▶ WHAT IS REQUIRED: Pull out every line of the data that contains the word "woman" and list those lines.

▶ DATA FOR THIS EXERCISE:
╔══

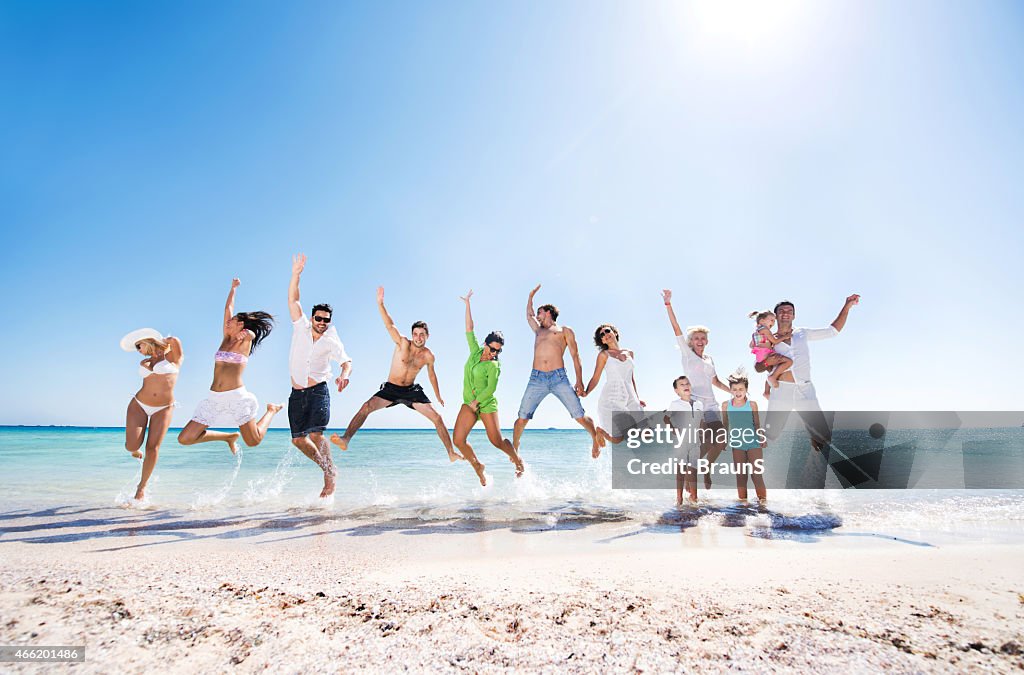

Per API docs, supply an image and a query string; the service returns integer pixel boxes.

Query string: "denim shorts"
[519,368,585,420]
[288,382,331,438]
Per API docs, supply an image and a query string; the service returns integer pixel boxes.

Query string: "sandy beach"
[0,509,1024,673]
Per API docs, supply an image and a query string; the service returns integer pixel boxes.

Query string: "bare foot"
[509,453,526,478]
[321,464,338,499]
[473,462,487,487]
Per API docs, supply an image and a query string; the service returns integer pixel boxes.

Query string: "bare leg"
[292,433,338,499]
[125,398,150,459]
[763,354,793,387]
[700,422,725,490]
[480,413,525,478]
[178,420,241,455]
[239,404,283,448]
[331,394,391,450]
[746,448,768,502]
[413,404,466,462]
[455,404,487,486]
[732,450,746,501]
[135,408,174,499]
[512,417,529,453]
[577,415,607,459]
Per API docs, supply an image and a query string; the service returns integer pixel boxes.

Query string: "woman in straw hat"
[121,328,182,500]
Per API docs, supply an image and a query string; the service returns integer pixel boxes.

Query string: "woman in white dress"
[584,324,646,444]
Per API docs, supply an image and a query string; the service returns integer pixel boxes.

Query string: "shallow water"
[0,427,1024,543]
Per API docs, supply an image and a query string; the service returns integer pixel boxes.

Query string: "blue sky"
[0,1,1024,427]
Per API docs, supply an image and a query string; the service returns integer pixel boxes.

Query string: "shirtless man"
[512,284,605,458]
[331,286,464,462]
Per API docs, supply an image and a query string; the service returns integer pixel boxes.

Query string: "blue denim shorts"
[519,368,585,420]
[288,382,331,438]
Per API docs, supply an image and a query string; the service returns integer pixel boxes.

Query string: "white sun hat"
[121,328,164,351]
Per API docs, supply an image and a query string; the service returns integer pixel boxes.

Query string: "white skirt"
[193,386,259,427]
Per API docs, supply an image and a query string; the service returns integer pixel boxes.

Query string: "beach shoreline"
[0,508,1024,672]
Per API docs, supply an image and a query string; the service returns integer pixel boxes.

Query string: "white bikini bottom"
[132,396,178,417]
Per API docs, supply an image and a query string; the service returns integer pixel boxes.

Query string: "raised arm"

╚══

▶ WRITTEN RESPONSE:
Query string: "woman in straw hat"
Query string: "woman in white dress"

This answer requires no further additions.